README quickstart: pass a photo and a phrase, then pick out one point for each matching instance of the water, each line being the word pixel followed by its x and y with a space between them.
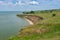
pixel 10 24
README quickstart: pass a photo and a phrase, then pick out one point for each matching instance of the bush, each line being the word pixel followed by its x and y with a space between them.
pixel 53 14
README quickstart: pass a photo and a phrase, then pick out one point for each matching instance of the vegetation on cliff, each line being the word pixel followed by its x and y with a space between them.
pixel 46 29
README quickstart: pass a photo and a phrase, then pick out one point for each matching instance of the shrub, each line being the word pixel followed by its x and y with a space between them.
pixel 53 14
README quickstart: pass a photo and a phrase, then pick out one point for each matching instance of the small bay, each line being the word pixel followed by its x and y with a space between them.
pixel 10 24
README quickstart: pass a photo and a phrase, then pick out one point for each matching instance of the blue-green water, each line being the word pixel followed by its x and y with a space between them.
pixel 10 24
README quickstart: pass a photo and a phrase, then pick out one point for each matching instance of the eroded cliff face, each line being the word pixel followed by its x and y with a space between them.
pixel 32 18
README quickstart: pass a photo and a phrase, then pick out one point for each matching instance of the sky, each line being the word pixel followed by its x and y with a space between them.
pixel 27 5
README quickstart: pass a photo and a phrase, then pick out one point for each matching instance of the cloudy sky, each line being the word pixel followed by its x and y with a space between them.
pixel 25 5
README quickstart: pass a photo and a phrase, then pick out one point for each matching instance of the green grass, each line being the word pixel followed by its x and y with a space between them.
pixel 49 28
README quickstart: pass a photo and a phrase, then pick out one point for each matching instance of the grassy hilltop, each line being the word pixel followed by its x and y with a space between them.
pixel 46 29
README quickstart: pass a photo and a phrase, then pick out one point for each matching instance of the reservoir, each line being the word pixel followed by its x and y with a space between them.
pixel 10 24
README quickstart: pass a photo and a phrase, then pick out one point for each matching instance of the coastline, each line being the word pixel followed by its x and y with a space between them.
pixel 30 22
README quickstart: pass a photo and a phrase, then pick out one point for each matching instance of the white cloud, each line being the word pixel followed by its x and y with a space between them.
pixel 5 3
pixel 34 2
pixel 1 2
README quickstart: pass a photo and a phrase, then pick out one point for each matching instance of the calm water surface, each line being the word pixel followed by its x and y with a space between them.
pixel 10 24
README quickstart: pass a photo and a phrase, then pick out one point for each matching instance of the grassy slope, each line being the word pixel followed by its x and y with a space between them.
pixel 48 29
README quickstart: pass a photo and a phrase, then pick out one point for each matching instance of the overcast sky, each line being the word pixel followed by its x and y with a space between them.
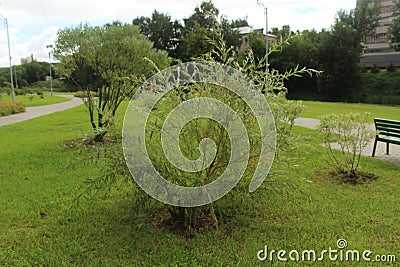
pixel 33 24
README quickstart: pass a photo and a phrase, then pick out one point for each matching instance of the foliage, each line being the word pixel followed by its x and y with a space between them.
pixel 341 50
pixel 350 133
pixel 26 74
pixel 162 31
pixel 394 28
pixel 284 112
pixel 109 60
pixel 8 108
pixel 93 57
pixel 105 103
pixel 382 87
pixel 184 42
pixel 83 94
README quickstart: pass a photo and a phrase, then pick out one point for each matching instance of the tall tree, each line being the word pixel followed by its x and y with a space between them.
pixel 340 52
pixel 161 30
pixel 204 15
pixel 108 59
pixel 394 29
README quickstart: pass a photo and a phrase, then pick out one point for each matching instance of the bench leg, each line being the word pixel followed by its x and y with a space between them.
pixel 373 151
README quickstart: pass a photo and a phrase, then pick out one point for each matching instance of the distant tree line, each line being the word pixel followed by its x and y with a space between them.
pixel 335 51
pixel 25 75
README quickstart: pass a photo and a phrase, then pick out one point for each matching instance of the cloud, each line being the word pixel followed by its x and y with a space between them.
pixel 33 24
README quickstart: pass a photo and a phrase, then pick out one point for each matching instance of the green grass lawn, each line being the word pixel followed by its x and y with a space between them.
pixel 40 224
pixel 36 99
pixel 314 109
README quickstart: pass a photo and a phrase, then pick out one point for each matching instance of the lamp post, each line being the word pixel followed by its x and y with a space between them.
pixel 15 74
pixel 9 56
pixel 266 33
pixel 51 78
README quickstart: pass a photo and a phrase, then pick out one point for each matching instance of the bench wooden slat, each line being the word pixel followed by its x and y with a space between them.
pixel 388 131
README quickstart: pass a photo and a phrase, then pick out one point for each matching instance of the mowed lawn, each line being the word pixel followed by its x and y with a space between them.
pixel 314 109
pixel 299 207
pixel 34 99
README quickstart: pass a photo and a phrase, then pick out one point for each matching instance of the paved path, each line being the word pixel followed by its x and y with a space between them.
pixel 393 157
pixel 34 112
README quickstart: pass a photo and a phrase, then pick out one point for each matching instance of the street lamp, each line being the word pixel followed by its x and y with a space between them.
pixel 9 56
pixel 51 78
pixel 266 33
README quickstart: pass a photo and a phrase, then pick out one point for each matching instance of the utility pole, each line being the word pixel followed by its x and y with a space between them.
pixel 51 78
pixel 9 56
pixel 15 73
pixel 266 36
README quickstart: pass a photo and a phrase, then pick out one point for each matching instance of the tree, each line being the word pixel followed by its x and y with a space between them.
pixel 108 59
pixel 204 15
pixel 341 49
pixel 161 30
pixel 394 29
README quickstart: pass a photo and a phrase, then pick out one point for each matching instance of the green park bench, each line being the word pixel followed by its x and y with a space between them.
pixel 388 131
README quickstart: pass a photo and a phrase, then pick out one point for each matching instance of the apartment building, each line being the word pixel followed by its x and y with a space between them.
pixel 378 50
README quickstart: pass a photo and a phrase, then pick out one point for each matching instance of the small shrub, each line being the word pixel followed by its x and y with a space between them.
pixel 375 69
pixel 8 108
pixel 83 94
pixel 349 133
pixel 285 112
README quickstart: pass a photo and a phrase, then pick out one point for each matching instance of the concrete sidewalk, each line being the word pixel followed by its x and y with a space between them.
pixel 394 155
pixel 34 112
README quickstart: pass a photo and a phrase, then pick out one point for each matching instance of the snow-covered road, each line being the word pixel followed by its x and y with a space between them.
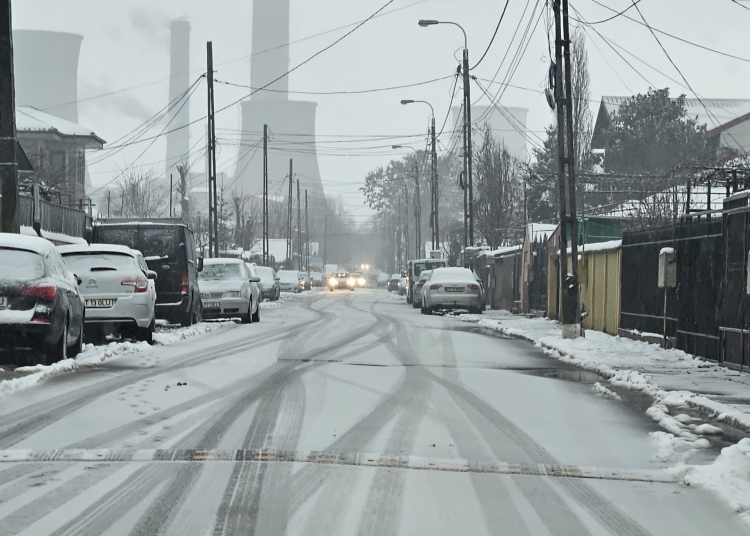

**What is expected**
Update every entry above by replacing "phrase" with "text prompt" and keeping everything else unchanged. Leave the pictures out of your answer.

**Result of this exercise**
README quickstart: pass a photo and a text prompt, then pick out one point for each matching instance of the water, each line being the word pixel followed by its x and y with a space between them.
pixel 10 24
README quickstart: pass a photo and a text prompt, then pick out one point for each matching instance of the bush, each line being the word pixel followed by its x and y with a space between them.
pixel 53 14
README quickstart: pass a photo and a text prompt, then pick out one point for each matching instance of the vegetation on cliff, each line being the word pixel followed by its x and y with a space between them.
pixel 46 29
README quickstart: pass a photo and a text prompt, then pick out one point for each matching instance of the shrub, each line being the word pixel followed by its x and y with a space between them.
pixel 53 14
README quickstart: pass a photo and a text prompt, then pick out one point for each matching instance of the small bay, each line being the word pixel followed by its x and y with a space between them.
pixel 10 24
README quickstart: pass a photo and a text prompt, then pick out one point for each matching instance of the blue-green water, each line being the word pixel followed by its x and y with a space between them.
pixel 10 24
README quickstart: pass a photo and a text prompt, then pick out one point for each matching instance of the eroded cliff face, each line being the word pixel followed by its x and y with a space between them.
pixel 32 18
README quickstart: pass a photo and a text prompt, then pick out one point for each matching instance of the sky, each line being the word pixel followed by its x and y with a space between them.
pixel 27 5
README quickstart: pass a photo and a text prompt, then pick out one point for each matching instance of the cloudy sky, each line being the word pixel followed by its x and y with a space between them.
pixel 25 5
README quickstart: pass a photo and a text prompt, then pick out one point for each matching instance of the green grass, each line being the word pixel followed by its x and y with a space between them.
pixel 49 28
README quickstart: pass a photo and a text prompt, then pick out one point for each matching instance of the grassy hilltop, each line being the word pixel followed by its x and y with a space between them.
pixel 46 29
README quickstart: pass a photo and a text prompt, then pick out one point for each matching instance of the reservoir, each line being the word pixel followed by its x and y with a space between them.
pixel 10 24
README quickstart: pass a photo and a text prompt, then pick out one point for each matching instance of the coastline, each line being the word pixel followed by its x and y with a space between them.
pixel 30 22
README quickstart: pass a photo and a text prompt, then pick out one point for each matching instance of the white cloud, each line being the word pixel followed by its x and y with a space between them.
pixel 5 3
pixel 34 2
pixel 1 2
README quickstart: pass a photo and a text prompt, then pick out one point for each matching instance of the calm water surface, each line being the word pixel followed by its x and y with a space between them.
pixel 10 24
README quickstart: pass a photo and a text prompt, then pick out one point for each matching instance of the grassy slope, each line being the word pixel followed by its x and y with a space between them.
pixel 48 29
README quickstart: pass a photo and a text prompt, then pick out one point for each matching instance of the overcast sky, each line being the word pixel followed by its x and y with a space between them.
pixel 33 24
README quickstart: pass a photo and a text prompt, then pick out one point for each matching instance of the foliage, each line being the word pixel followed by its x and y with a space between them.
pixel 341 50
pixel 350 133
pixel 26 74
pixel 162 31
pixel 394 28
pixel 284 112
pixel 109 60
pixel 8 108
pixel 93 57
pixel 105 103
pixel 382 87
pixel 184 42
pixel 83 94
README quickstart: pass a photo and a text prompt, then pick out one point for each matching instance of the tall tree, each line being the word pixel followed by its x and y with a space between them.
pixel 340 52
pixel 161 30
pixel 204 15
pixel 108 59
pixel 394 29
README quickstart: pass a photo and a text prompt, then pick out one point for each matching instance of the bench leg, each line being the word pixel followed by its x and y with a space between them.
pixel 373 151
README quickstart: pass a photo and a text prompt, then pick out one point for each matching instance of the distant tree line, each line being the word pixel followed by its x and y with a space between them.
pixel 335 51
pixel 25 75
README quickstart: pass a photo and a text prompt, then pick out one point for each matching instance of the cloud, each line being the word pixel followed by its x and y with a space between them.
pixel 33 24
README quickstart: pass a photo and a text prompt, then pick out one point for each matching instance of the green grass lawn, each line being the word pixel followed by its x and y with a space between them.
pixel 40 224
pixel 36 99
pixel 314 109
README quickstart: pass a photo and a text prompt, then pick out one point for each matching instance of the lamp post, each line being the word pixel followed by its x and y with a space between them.
pixel 15 74
pixel 9 56
pixel 266 33
pixel 51 78
README quickstart: pass a photo and a text prompt, then pick out one point for each matching instance of the bench wooden slat, each line being the word pixel followed by its x and y with a space between them.
pixel 388 131
README quickstart: pass a photo and a text prompt, then pick out one point for each matching instance of the mowed lawn, each line being the word pixel followed by its x and y with a space between them.
pixel 314 109
pixel 299 207
pixel 34 99
README quickstart: pass a photo and a text prompt, then pick out one point for each matching instance of the paved path, each line being the word pixel followed by its x and y with a space between them.
pixel 393 157
pixel 34 112
README quickstart: pass a photo and a text prompt, then pick out one point for each matching instance of the street lamp, each line being the word pixel followed by its x and y with a space between them.
pixel 9 56
pixel 51 78
pixel 266 33
README quickstart: pass a photo and a text prompt, then pick out one point for each matching instance of the utility pole, each line being the word pixel followed by its x and y with a space between them.
pixel 51 78
pixel 9 56
pixel 15 73
pixel 266 36
README quickstart: pass a photo and a text prompt, then pick out one point for each matching instance of the tree, each line being the word pixel followed by its x and y with a space between them.
pixel 108 59
pixel 204 15
pixel 341 49
pixel 161 30
pixel 394 29
README quickstart: pass a photo and a text prompt, then pick out one point for each matching instance of the green park bench, each line being the word pixel followed by its x and y with a space between them.
pixel 388 131
README quickstart: pass a photo and a text prompt, then pick out one point for each matching instance of the apartment building, each line being the word pixel followed by its x and y with a space between them.
pixel 378 50
README quickstart: pass a photo and a text prompt, then pick out one point for each matching instance of the small shrub, each line being the word pixel followed by its x and y with a space between them.
pixel 375 69
pixel 8 108
pixel 83 94
pixel 349 133
pixel 285 112
README quickstart: pass a photo and a text prompt, then pick out one point for each matching instance of the concrete sidewalk, each line being the word pixel followed by its x and y with a space between them.
pixel 394 155
pixel 34 112
README quickstart: pass a photo and a text prompt, then pick out one point for each matching instance of the snow-covered road, each line being the word pixel followed by its x and y with a space between them.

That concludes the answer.